The task – Please output every line of the records below as a JSON list of strings, one string per line, with blank lines skipped. Leave the pictures out of the list.

## Start Supplied material

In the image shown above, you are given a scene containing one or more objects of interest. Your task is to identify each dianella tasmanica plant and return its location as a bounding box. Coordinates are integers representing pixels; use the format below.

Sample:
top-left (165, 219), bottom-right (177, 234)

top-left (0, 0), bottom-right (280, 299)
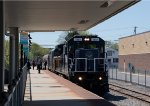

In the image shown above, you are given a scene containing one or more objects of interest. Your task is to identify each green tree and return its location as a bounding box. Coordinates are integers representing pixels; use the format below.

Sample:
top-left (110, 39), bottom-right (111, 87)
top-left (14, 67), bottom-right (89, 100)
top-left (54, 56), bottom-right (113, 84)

top-left (29, 43), bottom-right (50, 60)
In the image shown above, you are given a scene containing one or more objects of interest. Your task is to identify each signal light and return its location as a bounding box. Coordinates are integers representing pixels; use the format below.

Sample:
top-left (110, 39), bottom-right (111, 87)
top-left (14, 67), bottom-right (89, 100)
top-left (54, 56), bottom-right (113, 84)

top-left (84, 38), bottom-right (90, 41)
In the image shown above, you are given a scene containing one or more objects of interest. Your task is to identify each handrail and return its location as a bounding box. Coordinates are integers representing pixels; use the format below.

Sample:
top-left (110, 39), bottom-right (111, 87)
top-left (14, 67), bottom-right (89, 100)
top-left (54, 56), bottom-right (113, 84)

top-left (0, 65), bottom-right (27, 106)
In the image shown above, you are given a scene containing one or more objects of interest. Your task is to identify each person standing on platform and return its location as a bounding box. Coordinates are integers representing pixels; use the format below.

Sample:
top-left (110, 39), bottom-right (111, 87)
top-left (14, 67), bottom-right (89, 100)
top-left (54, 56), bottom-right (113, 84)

top-left (36, 57), bottom-right (42, 74)
top-left (44, 60), bottom-right (47, 70)
top-left (32, 60), bottom-right (35, 70)
top-left (27, 59), bottom-right (31, 73)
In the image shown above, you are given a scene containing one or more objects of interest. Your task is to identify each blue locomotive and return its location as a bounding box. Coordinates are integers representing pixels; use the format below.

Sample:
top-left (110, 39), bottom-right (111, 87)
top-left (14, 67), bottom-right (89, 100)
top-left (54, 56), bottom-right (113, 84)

top-left (48, 35), bottom-right (109, 95)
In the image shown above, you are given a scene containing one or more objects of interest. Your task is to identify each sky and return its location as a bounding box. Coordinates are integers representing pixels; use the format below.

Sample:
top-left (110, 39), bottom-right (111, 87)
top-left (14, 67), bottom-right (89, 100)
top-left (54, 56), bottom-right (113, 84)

top-left (30, 0), bottom-right (150, 46)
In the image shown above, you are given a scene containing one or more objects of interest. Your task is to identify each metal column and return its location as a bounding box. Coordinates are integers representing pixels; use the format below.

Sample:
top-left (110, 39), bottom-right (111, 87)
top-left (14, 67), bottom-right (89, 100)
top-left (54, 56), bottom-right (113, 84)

top-left (0, 1), bottom-right (4, 93)
top-left (9, 27), bottom-right (19, 76)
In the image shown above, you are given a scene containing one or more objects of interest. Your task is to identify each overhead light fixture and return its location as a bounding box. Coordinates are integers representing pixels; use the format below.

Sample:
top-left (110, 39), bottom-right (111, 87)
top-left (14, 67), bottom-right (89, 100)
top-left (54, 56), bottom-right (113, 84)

top-left (79, 20), bottom-right (89, 24)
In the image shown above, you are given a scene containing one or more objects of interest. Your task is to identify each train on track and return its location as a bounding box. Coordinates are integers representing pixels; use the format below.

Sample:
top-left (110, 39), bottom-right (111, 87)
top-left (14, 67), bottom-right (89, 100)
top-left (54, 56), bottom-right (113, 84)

top-left (48, 35), bottom-right (109, 95)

## End Supplied material

Solution –
[
  "In the image shown above, you are given a scene containing one or more objects of interest. Your task is to identify each dianella tasmanica plant and return its location as a bounding box. Coordinates are integers representing pixels; use the format below.",
  "Sample:",
  "top-left (165, 219), bottom-right (177, 234)",
  "top-left (0, 0), bottom-right (280, 299)",
  "In the image shown above, you are given a scene containing one or more objects of interest. Your task is to identify each green tree and return its location as a bounding box. Coordinates are integers representing pixels; use the format below.",
  "Sample:",
  "top-left (110, 39), bottom-right (111, 87)",
  "top-left (14, 67), bottom-right (89, 100)",
  "top-left (54, 56), bottom-right (113, 84)",
  "top-left (29, 43), bottom-right (50, 60)",
  "In the image shown above, you are given a scene containing one or more objects of interest. Your task is to identify each signal light and return its location as a bounding box. Coordinates are integers representing pixels; use the format below.",
  "Sample:",
  "top-left (110, 39), bottom-right (111, 87)",
  "top-left (14, 67), bottom-right (89, 100)",
  "top-left (54, 56), bottom-right (113, 84)",
  "top-left (84, 38), bottom-right (90, 41)",
  "In the image shown above, you are given a scene containing one or more objects of interest. Your task is to identify each handrail and return its location as a bounding box. Coordinates are integers representing pixels; use the format below.",
  "Sample:",
  "top-left (110, 39), bottom-right (111, 87)",
  "top-left (14, 67), bottom-right (89, 100)",
  "top-left (54, 56), bottom-right (113, 84)",
  "top-left (0, 65), bottom-right (27, 106)",
  "In the image shown above, you are given a scene containing one or more objects of interest. Your task is to identify each person standing on platform and return its location as a bounding box. Coordinates are integers representing pixels; use the format below.",
  "Sample:",
  "top-left (110, 39), bottom-right (111, 87)",
  "top-left (14, 67), bottom-right (89, 100)",
  "top-left (54, 56), bottom-right (113, 84)",
  "top-left (36, 57), bottom-right (42, 74)",
  "top-left (44, 60), bottom-right (47, 70)",
  "top-left (32, 60), bottom-right (35, 70)",
  "top-left (27, 59), bottom-right (31, 73)",
  "In the image shown above, you are given a scene containing one or more objects of interest. Your task is to identify each blue locomotive and return its location as a bounding box. Coordinates are integers representing pixels; use the format below.",
  "Sample:",
  "top-left (110, 39), bottom-right (111, 87)",
  "top-left (14, 67), bottom-right (89, 100)",
  "top-left (54, 56), bottom-right (113, 84)",
  "top-left (48, 35), bottom-right (109, 95)",
  "In the image shown above, you are given a scene containing one or more objects of interest. Your task is to identify each sky and return its location as a bounding box. Coordinates are integers representing pixels; use the format below.",
  "Sample:",
  "top-left (110, 39), bottom-right (111, 87)",
  "top-left (14, 67), bottom-right (89, 100)",
  "top-left (54, 56), bottom-right (113, 84)",
  "top-left (30, 0), bottom-right (150, 46)",
  "In the image shown above, you are given a scene containing one or more objects of interest. Your task is to identify each metal column and return its location as a bounding box. Coordinates are integers representing pixels; use the format below.",
  "Sample:",
  "top-left (110, 39), bottom-right (111, 87)",
  "top-left (14, 67), bottom-right (89, 100)",
  "top-left (54, 56), bottom-right (113, 84)",
  "top-left (0, 1), bottom-right (4, 93)",
  "top-left (9, 27), bottom-right (19, 76)",
  "In the image shown above, you are given a scene containing one or more objects of interest. Your task is to identify each overhead light fixture and return its location as a bounding box. Coordinates are integers representing pixels; use the format below.",
  "Sample:",
  "top-left (110, 39), bottom-right (111, 87)",
  "top-left (14, 67), bottom-right (89, 100)",
  "top-left (54, 56), bottom-right (113, 84)",
  "top-left (79, 20), bottom-right (89, 24)",
  "In the image shown above, you are given a scene containing one or more objects of interest. Your task is to identify each train on track and return its location as a bounding box. Coordinates are integers representing pixels; use the format below.",
  "Sample:",
  "top-left (110, 39), bottom-right (111, 87)",
  "top-left (14, 67), bottom-right (89, 100)",
  "top-left (54, 56), bottom-right (113, 84)",
  "top-left (48, 35), bottom-right (109, 95)"
]